STORED DATA —
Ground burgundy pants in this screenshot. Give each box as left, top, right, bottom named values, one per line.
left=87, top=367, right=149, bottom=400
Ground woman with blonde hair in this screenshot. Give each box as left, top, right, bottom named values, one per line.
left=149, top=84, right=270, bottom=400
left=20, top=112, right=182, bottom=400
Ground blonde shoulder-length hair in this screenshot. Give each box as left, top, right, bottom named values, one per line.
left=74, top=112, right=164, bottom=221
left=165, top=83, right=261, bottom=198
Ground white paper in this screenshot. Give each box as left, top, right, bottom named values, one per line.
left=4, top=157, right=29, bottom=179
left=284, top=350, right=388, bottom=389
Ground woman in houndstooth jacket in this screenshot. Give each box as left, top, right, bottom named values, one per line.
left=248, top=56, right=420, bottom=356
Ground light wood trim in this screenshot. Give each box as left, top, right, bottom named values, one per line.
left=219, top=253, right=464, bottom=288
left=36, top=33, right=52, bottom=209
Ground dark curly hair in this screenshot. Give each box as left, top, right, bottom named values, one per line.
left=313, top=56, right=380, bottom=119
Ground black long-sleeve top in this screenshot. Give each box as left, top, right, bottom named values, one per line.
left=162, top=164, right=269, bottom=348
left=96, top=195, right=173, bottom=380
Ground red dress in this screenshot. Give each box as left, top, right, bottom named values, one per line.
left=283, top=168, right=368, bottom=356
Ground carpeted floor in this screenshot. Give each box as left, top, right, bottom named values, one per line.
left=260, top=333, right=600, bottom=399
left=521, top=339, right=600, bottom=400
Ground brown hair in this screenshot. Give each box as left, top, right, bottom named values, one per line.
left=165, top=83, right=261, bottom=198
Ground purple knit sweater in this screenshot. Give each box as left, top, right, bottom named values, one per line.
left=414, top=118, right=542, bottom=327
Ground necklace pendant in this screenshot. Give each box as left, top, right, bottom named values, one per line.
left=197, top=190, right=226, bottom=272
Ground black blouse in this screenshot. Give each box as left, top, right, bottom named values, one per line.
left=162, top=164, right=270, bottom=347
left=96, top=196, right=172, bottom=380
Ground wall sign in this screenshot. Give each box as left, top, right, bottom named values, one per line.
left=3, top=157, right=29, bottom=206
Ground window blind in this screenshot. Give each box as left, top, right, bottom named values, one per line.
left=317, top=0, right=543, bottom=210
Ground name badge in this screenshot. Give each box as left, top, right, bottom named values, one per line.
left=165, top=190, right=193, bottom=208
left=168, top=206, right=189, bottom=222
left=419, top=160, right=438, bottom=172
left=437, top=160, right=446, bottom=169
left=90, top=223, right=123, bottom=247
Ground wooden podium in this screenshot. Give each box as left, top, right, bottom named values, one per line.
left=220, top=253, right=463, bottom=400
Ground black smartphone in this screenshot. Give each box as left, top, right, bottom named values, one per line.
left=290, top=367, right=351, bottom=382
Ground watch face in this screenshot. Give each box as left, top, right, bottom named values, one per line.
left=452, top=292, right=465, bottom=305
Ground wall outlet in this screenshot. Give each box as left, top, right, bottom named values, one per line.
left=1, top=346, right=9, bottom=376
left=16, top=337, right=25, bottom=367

YOUR ASSIGNMENT —
Your reply must contain the line with "Ground wall sign" and each later line of the material, word for word, and nothing else.

ANSWER AREA —
Ground wall sign in this screenshot. Give each box as left, top, right, bottom named values, one per line.
left=3, top=157, right=29, bottom=206
Ground window blind in this screenshot. Give each box as left, top, right, bottom named values, one per line.
left=317, top=0, right=543, bottom=210
Ground name badge in this screenshot. Give each box as left, top, right, bottom named values, one per line.
left=165, top=190, right=193, bottom=208
left=168, top=206, right=189, bottom=222
left=419, top=160, right=438, bottom=172
left=437, top=160, right=446, bottom=169
left=90, top=223, right=123, bottom=247
Ground wooden podium in this screenshot. Give each box as left, top, right, bottom named values, one per line.
left=220, top=253, right=463, bottom=400
Ground black smartphone in this screenshot. Give each box as left, top, right, bottom named values, one per line.
left=290, top=367, right=351, bottom=382
Ground watch face in this screenshot. Give each box as left, top, right, bottom named values, one per line.
left=452, top=292, right=465, bottom=305
Ground wall outlet in this screenshot. Give each box as left, top, right, bottom named values, one per line.
left=1, top=346, right=9, bottom=376
left=16, top=337, right=25, bottom=367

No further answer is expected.